## EXERCISE PROMPT
Report every line in the rows below that contains the string "target", copying each line in full. Matching is case-sensitive.

## DATA

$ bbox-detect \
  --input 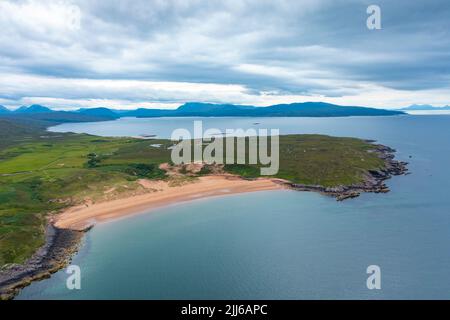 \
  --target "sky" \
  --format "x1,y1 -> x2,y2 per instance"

---

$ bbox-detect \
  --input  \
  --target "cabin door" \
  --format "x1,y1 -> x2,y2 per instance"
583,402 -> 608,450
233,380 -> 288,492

* * *

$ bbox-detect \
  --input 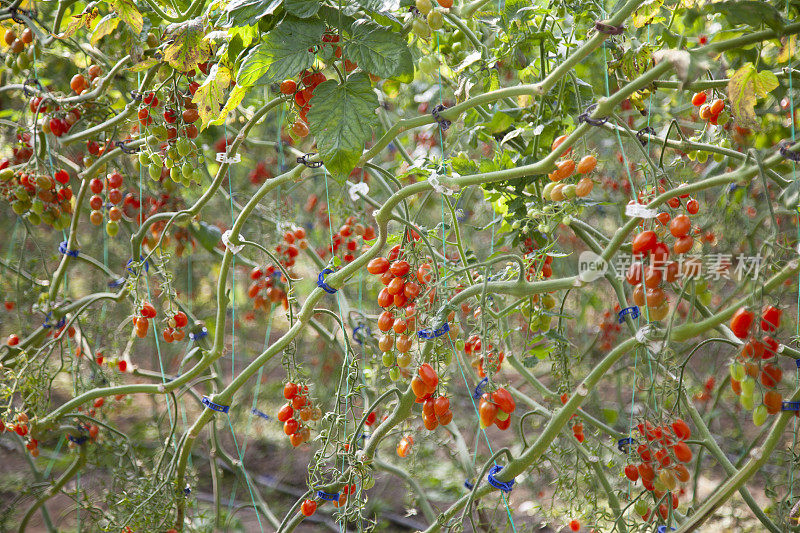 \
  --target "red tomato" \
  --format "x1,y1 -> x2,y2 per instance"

## TASK RESULT
  --target "sky" \
  --target "cabin door" \
  --target "red tomato" \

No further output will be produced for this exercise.